| EXERCISE INSTRUCTIONS |
Under this line is a listing; return exactly the lines starting at the one with "Target: black background" and running down to the one with "Note to the class: point out every instance of the knitted", and leave out its pictures.

| RECORDED DATA |
# # # # # # #
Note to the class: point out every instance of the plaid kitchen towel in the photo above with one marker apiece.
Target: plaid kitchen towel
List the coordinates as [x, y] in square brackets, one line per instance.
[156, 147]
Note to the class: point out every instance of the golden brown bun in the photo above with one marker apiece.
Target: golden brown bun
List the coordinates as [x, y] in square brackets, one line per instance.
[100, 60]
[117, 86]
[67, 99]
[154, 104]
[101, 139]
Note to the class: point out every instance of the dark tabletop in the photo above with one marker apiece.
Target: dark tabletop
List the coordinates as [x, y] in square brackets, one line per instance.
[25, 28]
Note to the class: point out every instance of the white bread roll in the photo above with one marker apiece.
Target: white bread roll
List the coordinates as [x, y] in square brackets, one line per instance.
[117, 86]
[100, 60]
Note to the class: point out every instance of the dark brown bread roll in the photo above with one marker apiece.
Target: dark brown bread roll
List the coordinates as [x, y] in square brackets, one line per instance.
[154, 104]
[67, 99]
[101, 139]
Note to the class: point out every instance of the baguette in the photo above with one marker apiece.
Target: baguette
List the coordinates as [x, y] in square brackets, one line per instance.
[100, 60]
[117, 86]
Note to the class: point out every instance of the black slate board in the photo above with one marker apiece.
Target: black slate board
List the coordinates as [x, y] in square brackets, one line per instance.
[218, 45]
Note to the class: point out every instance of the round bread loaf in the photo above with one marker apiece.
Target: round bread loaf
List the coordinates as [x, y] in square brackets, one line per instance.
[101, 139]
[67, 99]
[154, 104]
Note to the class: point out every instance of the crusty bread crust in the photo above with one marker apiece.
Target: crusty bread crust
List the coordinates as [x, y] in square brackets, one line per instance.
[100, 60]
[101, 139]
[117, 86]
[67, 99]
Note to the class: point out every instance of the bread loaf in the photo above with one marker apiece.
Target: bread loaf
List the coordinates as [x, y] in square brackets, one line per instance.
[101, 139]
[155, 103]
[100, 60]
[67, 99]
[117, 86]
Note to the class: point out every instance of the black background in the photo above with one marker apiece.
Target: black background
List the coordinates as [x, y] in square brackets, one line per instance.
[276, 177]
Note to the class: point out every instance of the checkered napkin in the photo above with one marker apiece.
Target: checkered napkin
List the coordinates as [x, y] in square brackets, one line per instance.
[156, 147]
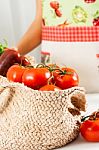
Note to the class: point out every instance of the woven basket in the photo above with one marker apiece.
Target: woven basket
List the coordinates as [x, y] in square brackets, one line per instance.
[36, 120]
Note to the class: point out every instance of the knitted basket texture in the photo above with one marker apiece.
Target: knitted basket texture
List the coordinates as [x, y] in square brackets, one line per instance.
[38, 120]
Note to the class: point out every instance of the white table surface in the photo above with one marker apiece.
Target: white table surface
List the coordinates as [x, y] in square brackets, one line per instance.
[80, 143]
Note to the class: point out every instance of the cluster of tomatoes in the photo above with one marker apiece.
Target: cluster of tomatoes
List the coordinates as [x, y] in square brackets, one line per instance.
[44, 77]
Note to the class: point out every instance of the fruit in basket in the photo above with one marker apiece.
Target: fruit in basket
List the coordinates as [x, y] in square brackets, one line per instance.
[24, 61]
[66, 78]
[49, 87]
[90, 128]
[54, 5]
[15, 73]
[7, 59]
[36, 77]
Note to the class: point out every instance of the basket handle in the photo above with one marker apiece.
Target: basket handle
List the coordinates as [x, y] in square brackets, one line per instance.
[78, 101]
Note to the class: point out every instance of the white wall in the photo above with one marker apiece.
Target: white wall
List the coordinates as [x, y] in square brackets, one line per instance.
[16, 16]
# # # # # # #
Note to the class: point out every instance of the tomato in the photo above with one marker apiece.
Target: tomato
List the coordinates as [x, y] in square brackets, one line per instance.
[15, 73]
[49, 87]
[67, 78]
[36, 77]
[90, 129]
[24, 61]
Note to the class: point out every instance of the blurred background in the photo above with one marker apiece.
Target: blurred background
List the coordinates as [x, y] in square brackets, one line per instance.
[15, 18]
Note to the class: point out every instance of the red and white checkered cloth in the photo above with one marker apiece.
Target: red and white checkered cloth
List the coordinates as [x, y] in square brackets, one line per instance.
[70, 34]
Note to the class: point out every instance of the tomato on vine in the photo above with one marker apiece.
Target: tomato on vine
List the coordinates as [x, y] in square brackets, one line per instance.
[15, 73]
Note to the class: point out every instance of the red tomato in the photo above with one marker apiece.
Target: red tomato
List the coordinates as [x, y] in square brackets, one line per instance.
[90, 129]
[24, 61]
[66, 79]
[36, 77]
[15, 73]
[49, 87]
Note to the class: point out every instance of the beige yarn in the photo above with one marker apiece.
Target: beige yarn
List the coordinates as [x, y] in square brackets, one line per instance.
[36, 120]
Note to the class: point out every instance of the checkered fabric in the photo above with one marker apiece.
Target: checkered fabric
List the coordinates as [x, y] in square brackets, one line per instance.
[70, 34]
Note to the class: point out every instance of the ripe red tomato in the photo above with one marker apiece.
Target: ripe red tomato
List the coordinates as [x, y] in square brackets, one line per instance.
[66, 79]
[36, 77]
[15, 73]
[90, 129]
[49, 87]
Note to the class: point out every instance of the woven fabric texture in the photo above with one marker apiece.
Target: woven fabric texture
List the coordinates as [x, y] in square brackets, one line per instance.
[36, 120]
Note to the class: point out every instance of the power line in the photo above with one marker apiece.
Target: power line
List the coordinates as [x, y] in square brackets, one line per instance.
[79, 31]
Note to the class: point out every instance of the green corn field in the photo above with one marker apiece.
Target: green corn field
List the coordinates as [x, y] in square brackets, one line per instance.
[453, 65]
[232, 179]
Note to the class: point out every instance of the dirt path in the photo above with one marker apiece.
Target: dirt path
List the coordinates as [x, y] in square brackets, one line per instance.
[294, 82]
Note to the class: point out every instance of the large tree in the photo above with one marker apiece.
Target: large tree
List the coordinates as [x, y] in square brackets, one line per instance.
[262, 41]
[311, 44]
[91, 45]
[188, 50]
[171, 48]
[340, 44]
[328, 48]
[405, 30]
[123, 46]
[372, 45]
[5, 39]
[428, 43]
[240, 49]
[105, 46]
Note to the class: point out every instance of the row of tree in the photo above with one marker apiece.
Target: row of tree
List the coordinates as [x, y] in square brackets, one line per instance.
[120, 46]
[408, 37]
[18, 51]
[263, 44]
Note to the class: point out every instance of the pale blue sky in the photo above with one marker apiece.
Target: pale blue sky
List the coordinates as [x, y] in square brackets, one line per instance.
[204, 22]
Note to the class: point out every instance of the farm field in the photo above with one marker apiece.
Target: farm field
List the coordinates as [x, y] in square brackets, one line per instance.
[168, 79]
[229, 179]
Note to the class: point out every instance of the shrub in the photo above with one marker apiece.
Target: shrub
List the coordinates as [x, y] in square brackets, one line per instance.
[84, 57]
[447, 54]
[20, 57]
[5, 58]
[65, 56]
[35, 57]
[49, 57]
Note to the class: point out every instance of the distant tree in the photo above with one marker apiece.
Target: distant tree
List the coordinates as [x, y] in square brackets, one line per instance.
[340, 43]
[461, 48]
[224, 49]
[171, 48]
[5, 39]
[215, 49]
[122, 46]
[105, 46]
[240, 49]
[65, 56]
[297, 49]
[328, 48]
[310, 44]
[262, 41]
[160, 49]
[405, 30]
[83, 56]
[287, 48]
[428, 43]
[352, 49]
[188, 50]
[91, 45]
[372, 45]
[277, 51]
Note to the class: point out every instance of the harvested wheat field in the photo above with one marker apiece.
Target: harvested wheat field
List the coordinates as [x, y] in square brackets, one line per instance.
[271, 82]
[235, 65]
# # # # # # #
| EXERCISE RESULT |
Target: black background
List the coordinates as [x, y] in square brackets, one line per instance.
[276, 177]
Note to the class: point out every instance of the checkered napkin in the photo above with one marker apiece.
Target: checkered napkin
List the coordinates as [x, y] in square brackets, one line per instance.
[156, 147]
Note to the class: point out every instance of the woven basket in the photo above with one marker apiece.
Target: woven basket
List the coordinates as [x, y] in square brackets, one line per instance.
[36, 120]
Note to the class: point out every instance of the knitted basket texture in the photo above with one marker apiece.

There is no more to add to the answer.